▸ **Passage to read**

┏━━

Cook Inlet Region Inc. surged back to profitability last year after getting bit hard by the national recession.
The Anchorage Native corporation reaped a $24.5 million profit in 2009 after suffering a $22.8 million loss in 2008, due mainly to investments soured by that year's stock market implosion, according to its new annual financial report.
Last year, the stock market bounced back and CIRI saw growth in its investments and most of its businesses.
The company's bugaboo was its tourism business in Alaska and the Lower 48. The national economy has remained slow, with chronic job losses and stagnation. Tourists were traveling shorter distances and spending much less on their trips. That hurt CIRI's Alaska tour operations and lodges as well as its Lower 48 hotel and resort properties.
Tourism was the only part of CIRI struck by shrinking revenue last year.
CIRI's other businesses include its $100 million massive retail complex in Northeast Anchorage, Tikahtnu Commons, which is filling up with big-box stores and, recently, a new Regal Cinemas theater. The company also owns firms that specialize in construction, oil field work and government contracting. CIRI also invests in real estate and telecommunications.
Despite its overall profit, CIRI lost nearly $4.9 million in its tourism and hospitality business sector last year.
The Native firm owns hotels and day-tour boats in Alaska, as well as properties in the Lower 48. CIRI says its Alaska tourism operations cut expenses to cope with fewer visitors. For example, the company didn't deploy Kenai Fjords tour boats until they were fully booked. It shut down part of its upscale Talkeetna lodge.
"We were definitely down significantly from the previous year (2008), which was a record year," Jim Jager, CIRI spokesman, said of the company's tourism arm.

┗━━

▸ **Task details**
Continue the news article about Cook Inlet Region Inc.'s return to profitability in 2009, picking up after the last sentence shown.

(Records excerpted from a collection)

┏━━

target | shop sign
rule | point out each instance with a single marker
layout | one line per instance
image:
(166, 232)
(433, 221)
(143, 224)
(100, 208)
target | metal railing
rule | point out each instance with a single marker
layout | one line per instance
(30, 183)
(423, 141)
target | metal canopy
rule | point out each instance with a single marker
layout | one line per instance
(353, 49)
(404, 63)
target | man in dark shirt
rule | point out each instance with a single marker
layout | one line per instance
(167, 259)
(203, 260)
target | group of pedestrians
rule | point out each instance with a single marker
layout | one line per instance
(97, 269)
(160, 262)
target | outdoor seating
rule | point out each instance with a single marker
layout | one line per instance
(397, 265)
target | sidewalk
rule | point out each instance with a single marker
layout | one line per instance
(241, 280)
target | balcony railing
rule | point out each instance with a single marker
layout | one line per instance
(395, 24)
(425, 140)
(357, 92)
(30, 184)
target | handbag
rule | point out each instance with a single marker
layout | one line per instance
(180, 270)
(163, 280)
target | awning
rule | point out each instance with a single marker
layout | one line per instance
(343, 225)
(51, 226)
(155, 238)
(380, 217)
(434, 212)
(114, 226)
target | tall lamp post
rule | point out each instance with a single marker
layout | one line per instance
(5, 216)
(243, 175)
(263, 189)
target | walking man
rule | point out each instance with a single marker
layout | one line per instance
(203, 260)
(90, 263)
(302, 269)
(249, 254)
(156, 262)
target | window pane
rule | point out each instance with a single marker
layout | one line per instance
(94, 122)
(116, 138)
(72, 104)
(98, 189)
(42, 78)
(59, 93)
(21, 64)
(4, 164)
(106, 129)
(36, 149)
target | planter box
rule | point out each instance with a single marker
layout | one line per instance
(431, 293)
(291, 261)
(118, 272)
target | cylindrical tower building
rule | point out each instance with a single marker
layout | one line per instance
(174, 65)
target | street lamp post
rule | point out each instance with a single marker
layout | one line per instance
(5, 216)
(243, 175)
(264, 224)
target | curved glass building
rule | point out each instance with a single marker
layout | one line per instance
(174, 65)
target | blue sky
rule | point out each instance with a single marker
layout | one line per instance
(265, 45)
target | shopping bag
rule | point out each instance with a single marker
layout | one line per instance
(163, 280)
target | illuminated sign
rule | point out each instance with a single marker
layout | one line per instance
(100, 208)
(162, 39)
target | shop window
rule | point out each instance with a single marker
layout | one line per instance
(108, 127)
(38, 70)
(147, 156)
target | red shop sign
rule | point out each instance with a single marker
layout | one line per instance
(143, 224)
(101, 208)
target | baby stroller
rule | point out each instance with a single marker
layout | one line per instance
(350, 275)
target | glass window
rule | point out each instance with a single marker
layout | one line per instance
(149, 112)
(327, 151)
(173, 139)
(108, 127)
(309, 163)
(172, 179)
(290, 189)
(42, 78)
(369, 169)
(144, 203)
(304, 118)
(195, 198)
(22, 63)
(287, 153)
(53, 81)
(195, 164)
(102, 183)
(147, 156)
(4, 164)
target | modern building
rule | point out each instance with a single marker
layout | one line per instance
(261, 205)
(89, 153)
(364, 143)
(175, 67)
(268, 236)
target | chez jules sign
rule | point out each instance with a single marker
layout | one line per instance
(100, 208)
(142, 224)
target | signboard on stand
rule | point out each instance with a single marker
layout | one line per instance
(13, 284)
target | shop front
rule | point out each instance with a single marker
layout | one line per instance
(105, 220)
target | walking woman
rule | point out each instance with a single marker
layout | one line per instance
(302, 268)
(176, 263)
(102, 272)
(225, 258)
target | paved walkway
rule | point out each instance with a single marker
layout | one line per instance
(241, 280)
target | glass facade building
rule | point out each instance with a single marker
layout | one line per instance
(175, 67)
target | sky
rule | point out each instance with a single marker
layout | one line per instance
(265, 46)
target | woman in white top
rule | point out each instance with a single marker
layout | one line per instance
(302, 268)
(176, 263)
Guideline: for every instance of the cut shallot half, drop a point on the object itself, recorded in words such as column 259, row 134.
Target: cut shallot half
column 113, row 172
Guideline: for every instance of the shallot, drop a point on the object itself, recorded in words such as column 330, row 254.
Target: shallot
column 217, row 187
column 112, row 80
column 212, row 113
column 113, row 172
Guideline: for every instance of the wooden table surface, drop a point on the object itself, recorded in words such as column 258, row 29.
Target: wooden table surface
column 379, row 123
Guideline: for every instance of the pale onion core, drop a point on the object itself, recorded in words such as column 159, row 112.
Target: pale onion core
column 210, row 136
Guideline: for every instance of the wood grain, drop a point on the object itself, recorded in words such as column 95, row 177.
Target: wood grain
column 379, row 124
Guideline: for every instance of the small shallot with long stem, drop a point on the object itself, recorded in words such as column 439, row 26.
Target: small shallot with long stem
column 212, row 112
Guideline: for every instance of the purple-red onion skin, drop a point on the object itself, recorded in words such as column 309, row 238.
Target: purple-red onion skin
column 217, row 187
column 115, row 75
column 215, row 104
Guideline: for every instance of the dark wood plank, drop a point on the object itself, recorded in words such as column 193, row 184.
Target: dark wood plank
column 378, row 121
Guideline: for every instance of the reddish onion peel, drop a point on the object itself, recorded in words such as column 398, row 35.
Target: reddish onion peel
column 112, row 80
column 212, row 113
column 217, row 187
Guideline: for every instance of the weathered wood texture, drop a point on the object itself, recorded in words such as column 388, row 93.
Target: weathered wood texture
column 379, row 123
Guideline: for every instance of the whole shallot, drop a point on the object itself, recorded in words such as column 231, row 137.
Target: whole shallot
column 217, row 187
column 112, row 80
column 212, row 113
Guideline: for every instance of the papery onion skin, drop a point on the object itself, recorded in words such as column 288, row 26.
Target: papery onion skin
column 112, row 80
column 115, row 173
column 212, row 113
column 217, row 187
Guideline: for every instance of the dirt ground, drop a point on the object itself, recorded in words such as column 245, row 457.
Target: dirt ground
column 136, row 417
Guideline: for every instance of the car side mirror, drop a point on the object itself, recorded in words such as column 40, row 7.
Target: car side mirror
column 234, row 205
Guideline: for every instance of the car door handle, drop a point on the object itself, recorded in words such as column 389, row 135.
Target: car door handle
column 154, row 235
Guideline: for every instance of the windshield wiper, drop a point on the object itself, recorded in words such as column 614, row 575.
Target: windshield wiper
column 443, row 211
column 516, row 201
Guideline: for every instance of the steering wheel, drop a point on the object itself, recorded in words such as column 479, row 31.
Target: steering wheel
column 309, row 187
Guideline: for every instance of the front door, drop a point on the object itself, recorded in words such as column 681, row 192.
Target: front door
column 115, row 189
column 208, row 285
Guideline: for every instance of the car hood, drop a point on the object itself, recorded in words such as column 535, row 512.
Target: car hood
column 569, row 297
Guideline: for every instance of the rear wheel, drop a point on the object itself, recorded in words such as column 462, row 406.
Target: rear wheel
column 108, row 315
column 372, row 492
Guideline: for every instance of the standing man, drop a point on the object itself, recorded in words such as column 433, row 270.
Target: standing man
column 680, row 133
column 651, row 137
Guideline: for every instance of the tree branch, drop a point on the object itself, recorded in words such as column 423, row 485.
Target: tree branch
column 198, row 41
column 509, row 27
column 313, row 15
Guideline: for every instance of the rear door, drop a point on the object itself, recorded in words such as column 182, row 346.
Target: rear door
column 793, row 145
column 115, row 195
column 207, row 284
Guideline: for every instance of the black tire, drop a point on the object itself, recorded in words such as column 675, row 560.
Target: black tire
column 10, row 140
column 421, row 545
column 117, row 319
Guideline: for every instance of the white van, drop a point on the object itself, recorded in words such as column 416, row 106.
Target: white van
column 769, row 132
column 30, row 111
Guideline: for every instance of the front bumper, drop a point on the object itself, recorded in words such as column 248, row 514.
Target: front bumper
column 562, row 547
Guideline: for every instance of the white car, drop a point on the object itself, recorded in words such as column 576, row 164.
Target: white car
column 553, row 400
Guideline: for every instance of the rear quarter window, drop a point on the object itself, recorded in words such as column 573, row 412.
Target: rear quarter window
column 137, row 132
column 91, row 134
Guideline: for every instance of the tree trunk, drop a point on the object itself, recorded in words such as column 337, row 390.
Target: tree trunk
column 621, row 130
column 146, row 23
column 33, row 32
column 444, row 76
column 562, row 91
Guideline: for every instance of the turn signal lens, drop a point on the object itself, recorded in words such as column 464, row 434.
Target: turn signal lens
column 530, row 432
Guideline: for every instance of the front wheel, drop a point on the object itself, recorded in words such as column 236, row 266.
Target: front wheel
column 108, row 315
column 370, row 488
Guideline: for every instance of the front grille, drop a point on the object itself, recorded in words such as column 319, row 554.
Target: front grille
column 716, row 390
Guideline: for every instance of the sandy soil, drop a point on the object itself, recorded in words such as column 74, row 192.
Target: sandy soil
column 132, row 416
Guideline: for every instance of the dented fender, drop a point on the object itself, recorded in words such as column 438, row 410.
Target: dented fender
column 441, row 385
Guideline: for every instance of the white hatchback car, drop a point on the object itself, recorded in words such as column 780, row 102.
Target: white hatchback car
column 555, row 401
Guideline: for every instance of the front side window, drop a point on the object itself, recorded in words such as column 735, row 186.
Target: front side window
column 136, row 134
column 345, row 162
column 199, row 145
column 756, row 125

┗━━

▸ **Answer below**
"We attribute (that) to the down economy and reduction in Alaska visitors," he said.
CIRI believes that Alaska tourism remains a good investment, even though the cruise industry -- the source of most of Alaska's tourists -- has been cutting the number of ships it brings to the state.
With fewer ships, "we've refocused a lot more effort to marketing to independent travelers," Jager said.
He says the company is already seeing some improvement in tourism sales this year. "It's still a down year but we are doing better than anticipated," he said.
CIRI's annual report to shareholders shows that the company is sitting on a large amount of cash, stocks and bonds: about $182 million as of Dec. 31.
"We're very liquid right now and we are actively looking to invest some of that money," Jager said.
An example of CIRI putting its stockpiled cash into new investments was its purchase of Idaho-based environmental remediation company North Wind Inc. at the end of last year. North Wind has 19 offices and 500 employees nationwide. The purchase price was $30 million, with CIRI paying about $12 million up front, according to the new annual report.
CIRI is also building a 40,000-square-foot office building in South Anchorage, near C Street and Klatt Road. The building has already been fully leased to Doyon Limited, a Fairbanks-based Native corporation.
Investing in energy production for Southcentral is another high priority. It plans to begin building a 54-megawatt wind turbine farm on Fire Island next year, expected to power 18,000 homes. CIRI is seeking construction bids for the wind farm and hopes to begin construction next year, Jager said.
In addition, the Native firm is exploring the possibility of creating synthetic natural gas using its underground coal deposits on its land in the Beluga area. The company is drilling test holes on its land, and another round of testing will come in the fall.
Both projects will cost millions -- last year, CIRI estimated constructing the wind farm would cost $165 million. CIRI, for now, is the major company backing them.
"CIRI has not gotten to the serious spending yet," Jager said.